• AIM OF THE TASK: Pull out every line of the material below that contains the string "reflection", matching case exactly.

◇ ◇ ◇ ◇ ◇ ◇ ◇

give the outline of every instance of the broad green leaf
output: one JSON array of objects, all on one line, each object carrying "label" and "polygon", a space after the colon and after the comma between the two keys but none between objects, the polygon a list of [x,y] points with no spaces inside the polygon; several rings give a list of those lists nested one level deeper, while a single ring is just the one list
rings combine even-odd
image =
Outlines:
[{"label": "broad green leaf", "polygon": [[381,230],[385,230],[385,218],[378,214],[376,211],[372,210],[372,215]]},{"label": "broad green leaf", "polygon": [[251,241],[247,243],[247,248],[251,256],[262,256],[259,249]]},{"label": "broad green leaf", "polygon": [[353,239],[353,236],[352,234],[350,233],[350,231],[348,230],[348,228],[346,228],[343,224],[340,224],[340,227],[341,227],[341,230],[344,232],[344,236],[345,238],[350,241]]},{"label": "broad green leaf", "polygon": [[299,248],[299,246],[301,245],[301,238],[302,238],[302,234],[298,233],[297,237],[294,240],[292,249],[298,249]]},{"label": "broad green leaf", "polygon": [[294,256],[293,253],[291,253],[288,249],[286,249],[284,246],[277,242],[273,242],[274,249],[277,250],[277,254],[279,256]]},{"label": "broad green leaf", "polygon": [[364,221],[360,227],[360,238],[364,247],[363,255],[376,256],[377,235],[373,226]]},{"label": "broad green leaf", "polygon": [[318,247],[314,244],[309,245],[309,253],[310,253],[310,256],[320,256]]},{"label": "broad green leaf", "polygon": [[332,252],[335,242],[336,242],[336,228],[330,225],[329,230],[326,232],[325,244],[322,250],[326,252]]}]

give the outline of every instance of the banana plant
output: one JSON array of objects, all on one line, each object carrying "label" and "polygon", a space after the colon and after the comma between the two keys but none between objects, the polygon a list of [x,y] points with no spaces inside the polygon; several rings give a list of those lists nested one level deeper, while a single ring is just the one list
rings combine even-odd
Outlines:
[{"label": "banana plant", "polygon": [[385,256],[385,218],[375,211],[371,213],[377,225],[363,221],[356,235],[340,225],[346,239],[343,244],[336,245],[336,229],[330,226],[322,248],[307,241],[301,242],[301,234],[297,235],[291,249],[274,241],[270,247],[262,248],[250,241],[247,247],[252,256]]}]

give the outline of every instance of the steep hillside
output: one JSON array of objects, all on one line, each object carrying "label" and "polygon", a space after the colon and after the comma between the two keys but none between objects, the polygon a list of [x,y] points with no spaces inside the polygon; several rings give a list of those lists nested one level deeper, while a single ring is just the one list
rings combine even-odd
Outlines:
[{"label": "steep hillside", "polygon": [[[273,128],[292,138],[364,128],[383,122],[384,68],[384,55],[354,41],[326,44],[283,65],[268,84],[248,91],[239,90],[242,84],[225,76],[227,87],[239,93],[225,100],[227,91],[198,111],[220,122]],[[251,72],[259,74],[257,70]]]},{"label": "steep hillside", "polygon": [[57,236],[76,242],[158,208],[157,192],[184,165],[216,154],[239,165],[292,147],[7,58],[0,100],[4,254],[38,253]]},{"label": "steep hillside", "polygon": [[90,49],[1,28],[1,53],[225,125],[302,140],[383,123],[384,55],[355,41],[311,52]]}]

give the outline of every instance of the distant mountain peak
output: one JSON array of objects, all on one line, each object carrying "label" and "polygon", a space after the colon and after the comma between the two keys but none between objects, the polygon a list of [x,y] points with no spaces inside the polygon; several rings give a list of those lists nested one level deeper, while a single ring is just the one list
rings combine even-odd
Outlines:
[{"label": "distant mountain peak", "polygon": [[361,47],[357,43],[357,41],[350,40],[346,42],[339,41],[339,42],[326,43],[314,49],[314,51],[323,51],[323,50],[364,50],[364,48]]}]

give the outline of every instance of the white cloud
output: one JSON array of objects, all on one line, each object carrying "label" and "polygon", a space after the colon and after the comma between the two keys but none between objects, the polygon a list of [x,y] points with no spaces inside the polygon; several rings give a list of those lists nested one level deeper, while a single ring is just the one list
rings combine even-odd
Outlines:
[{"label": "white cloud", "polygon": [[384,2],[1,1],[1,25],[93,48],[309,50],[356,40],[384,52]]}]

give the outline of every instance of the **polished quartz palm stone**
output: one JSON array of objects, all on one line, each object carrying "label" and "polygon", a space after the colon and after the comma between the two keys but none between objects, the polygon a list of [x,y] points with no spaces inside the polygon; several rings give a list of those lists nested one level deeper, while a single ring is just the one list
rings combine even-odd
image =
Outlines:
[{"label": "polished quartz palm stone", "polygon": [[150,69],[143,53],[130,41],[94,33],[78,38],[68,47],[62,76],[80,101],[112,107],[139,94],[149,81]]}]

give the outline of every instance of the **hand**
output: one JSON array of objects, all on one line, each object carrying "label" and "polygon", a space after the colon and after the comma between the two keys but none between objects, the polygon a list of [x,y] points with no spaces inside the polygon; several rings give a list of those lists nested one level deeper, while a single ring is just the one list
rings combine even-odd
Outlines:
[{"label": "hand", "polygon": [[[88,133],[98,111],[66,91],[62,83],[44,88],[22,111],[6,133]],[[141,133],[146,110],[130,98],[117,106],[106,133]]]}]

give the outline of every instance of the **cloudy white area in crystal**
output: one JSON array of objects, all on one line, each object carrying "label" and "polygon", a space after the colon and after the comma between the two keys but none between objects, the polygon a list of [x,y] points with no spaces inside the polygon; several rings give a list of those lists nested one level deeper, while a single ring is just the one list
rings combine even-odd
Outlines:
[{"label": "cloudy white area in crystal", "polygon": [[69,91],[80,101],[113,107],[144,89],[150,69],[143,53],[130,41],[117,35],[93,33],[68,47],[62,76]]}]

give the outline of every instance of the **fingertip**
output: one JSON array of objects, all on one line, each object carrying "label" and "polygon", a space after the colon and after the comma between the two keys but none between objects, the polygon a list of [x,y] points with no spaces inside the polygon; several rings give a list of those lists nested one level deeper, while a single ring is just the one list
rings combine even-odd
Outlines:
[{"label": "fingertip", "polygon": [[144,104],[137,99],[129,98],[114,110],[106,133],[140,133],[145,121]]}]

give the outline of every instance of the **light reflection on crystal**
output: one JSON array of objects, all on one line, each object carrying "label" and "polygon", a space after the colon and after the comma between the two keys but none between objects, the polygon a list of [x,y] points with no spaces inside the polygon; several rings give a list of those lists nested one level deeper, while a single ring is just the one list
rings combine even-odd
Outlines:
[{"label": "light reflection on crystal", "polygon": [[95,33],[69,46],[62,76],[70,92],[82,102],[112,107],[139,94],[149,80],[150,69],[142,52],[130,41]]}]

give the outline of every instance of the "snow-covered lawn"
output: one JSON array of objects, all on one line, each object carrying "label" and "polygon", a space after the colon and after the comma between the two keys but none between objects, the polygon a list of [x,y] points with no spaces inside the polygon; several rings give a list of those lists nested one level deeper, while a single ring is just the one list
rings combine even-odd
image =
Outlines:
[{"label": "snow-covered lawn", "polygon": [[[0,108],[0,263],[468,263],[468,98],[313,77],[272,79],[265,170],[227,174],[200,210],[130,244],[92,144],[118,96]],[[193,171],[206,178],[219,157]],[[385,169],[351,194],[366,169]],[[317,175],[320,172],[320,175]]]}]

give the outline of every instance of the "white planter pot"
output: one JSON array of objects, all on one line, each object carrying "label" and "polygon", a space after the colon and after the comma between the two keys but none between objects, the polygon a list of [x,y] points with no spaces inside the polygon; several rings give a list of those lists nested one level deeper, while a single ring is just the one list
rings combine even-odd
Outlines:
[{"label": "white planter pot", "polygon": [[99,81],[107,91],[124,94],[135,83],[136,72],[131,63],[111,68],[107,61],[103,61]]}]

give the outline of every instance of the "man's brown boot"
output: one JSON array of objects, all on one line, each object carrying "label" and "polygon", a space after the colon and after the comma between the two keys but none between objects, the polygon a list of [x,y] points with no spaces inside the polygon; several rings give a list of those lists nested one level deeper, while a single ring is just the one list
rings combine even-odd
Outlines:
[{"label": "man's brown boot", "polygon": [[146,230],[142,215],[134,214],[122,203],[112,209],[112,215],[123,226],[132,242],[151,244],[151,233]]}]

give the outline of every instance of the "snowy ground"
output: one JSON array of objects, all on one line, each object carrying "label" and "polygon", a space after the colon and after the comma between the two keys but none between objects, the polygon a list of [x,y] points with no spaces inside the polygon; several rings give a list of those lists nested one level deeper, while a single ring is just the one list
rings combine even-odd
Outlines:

◇ ◇ ◇ ◇ ◇ ◇ ◇

• EXERCISE ANSWER:
give the outline of every instance of the **light reflection on crystal**
[{"label": "light reflection on crystal", "polygon": [[95,33],[69,46],[62,76],[70,92],[82,102],[112,107],[139,94],[149,80],[150,69],[142,52],[130,41]]}]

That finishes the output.